**TEKST ŹRÓDŁOWY**
----
Puchar Davisa: Duża szansa na mecz w Polsce, przedstawiamy możliwych rywali!

Wylosowanie jednej z pięciu reprezentacji to gwarancja meczu w Polsce. W nocy odbędzie się losowanie Grupy Światowej Pucharu Davisa.

W tym artykule dowiesz się o:

Czechy (ITF 1)

Tomas Berdych i Radek Stepanek dali reprezentacji Czech dwa triumfy w Pucharze Davisa (2012, 2013). Pierwszy z nich, finalista Wimbledonu 2010, w tym roku w Pucharze Davisa nie grał, czyli nie spełnił jeszcze wymogu przynajmniej jednego występu w drużynie w ostatnim dwuleciu cyklu olimpijskiego. Jego ewentualny przyjazd do Polski byłby zatem jak najbardziej prawdopodobny. Štěpánek to znakomity singlista (najwyżej był na ósmym miejscu w rankingu ATP) oraz deblista. Wygrał Australian Open 2012 i US Open 2013 w grze podwójnej, a w rankingu wspiął się na czwarte miejsce. Berdych i Štěpánek to bardzo dobra deblowa para w Pucharze Davisa (bilans gier 15-2). Łączny bilans pojedynków tego pierwszego to 48-16, a drugiego 34-17. Štěpánek ma coraz więcej problemów zdrowotnych. W tym roku grał bardzo mało (sezon rozpoczął w kwietniu). Aktualnie znajduje się na 282. miejscu w rankingu singlowym, a w klasyfikacji deblistów jest na 141. pozycji. Wystąpił w niedawnym barażu z Indiami i zdobył bardzo ważny punkt w parze z Adamem Pavlaskiem (pokonali świetnych deblistów Rohana Bopannę i Leandera Paesa). O sile drużyny w grze pojedynczej decydowali w tym roku Lukas Rosol i Jiří Veselý. Ten pierwszy najbardziej znany jest z pokonania Rafaela Nadala w II rundzie Wimbledonu, a ten drugi to aktualnie druga rakieta Czech.

W 1978 roku Czechosłowacja (po rozpadzie Czechy przejęły jej dorobek w Pucharze Davisa) pokonała Polskę w Pradze i była to ostatnia konfrontacja obu ekip. Zgodnie z przepisami gospodarzem kolejnego meczu będzie Polska, bo obie drużyny grały ze sobą po roku 1970 i nie był to turniej z udziałem kilku reprezentacji, lecz jeden mecz według systemu dom-wyjazd.

Gospodarz meczu: Polska

Szwajcaria (ITF 2)
----
**DANE**
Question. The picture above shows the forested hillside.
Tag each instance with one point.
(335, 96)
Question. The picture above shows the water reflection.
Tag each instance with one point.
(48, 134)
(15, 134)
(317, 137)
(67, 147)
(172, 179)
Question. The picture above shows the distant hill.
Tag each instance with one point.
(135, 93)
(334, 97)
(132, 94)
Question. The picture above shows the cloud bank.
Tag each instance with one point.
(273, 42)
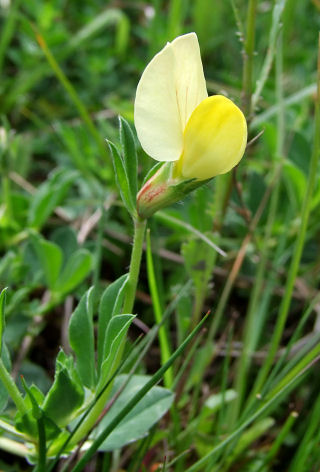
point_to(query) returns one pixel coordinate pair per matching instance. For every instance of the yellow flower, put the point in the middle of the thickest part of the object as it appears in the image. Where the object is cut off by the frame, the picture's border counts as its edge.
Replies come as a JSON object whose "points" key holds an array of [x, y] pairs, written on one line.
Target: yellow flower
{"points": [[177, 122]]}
----
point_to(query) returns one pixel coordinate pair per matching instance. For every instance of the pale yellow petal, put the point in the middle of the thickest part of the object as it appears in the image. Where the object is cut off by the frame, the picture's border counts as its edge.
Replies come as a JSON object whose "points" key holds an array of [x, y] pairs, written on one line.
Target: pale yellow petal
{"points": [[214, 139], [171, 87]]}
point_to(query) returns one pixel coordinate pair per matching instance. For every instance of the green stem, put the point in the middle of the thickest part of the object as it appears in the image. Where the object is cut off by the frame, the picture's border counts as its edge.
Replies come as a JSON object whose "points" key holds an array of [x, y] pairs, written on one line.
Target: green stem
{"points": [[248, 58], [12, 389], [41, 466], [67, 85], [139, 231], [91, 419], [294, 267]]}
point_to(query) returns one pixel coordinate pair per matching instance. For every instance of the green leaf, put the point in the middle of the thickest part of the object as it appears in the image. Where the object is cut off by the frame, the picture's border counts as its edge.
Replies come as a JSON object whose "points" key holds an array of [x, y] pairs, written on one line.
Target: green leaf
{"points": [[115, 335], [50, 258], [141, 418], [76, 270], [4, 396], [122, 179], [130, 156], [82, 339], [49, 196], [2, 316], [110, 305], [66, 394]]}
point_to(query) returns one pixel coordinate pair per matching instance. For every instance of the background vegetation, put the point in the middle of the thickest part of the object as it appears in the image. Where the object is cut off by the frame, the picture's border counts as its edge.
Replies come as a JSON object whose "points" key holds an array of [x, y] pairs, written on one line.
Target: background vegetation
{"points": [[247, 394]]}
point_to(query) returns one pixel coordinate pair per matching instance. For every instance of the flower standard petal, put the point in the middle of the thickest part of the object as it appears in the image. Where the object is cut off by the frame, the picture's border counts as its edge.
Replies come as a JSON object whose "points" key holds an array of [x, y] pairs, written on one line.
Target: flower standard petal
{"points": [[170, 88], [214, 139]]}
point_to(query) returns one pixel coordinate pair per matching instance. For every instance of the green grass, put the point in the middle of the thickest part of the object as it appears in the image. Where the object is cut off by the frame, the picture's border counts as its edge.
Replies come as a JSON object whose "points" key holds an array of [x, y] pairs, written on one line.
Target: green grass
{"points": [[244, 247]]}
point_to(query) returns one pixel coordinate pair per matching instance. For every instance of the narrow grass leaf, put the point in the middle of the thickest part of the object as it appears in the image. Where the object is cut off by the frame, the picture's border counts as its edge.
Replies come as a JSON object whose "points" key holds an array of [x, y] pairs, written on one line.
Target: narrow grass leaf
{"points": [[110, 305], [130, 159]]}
----
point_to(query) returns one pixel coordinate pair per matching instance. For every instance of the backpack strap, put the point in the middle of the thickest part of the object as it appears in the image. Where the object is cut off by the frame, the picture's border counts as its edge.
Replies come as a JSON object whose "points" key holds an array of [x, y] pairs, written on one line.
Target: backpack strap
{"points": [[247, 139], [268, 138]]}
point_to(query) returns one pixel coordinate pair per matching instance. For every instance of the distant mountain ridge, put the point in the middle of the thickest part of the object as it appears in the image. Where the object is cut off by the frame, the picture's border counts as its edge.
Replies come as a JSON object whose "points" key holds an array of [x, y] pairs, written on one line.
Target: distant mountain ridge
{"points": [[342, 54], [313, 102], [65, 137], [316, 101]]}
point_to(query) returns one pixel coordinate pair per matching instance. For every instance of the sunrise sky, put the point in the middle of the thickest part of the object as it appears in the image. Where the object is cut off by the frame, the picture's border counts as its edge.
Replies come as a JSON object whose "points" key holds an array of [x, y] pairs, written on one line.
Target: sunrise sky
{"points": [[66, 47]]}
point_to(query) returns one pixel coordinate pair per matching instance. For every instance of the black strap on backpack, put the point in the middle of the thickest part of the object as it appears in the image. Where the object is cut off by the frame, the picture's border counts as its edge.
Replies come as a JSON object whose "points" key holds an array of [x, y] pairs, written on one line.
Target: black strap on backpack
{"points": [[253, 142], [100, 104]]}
----
**POLECENIA DO WYKONANIA**
1. Wypisz wszystkich tenisistów wymienionych z imienia i nazwiska w tekście o Pucharze Davisa.
2. Napisz dalszy ciąg tekstu o Pucharze Davisa, zaczynając od części poświęconej Szwajcarii.

**ODPOWIEDZI PISEMNE**
1. Tomas Berdych, Radek Stepanek, Adam Pavlasek, Rohan Bopanna, Leander Paes, Lukas Rosol, Jiří Veselý, Rafael Nadal

2.
Szwajcaria z triumfatorami wielkoszlemowych turniejów i igrzysk olimpijskich, Roger Federer i Stanem Wawrinką, w ubiegłym sezonie po raz pierwszy wygrała Puchar Davisa. Dwaj najlepsi tenisiści ekipy Helwetów w marcu tego roku nie wystąpili w meczu I rundy z Belgią. Zagrali za to we wrześniowym barażu z Holandią i tym samym obaj zapewnili sobie prawo gry w igrzyskach olimpijskich w Rio de Janeiro. Obaj w przyszłym roku nie muszą grać w Pucharze Davisa. - Nie mam takiego planu, by wygrać te rozgrywki dwa razy. Zawsze chce się to trofeum zdobyć raz. W przyszłym roku są igrzyska olimpijskie. Lato będzie bardzo długie i pełne atrakcji. Wszystko to kwestia priorytetów. Nie mogę grać we wszystkich zawodach. Jeśli występuję w Pucharze Davisa muszę zrezygnować z czegoś innego - powiedział triumfator 17 wielkoszlemowych turniejów dla daviscup.com po meczu z Holandią. Bilans pojedynków Federera w Pucharze Davisa to 52-18 (40-8 w singlu), a Wawrinki 26-25 (22-13). Poza Federerem i Wawrinką Szwajcaria nie ma żadnego singlisty w Top 200 rankingu ATP. Henri Laaksonen, Michael Lammer, Adrien Bossel i Marco Chiudinelli - taki skład Szwajcarii na ewentualny mecz w Polsce (ostatni mecz obu reprezentacji rozegrany został w 2008 roku w Kreuzlingen) nie jest wykluczony.

Gospodarz meczu: Polska

Wielka Brytania (ITF 3)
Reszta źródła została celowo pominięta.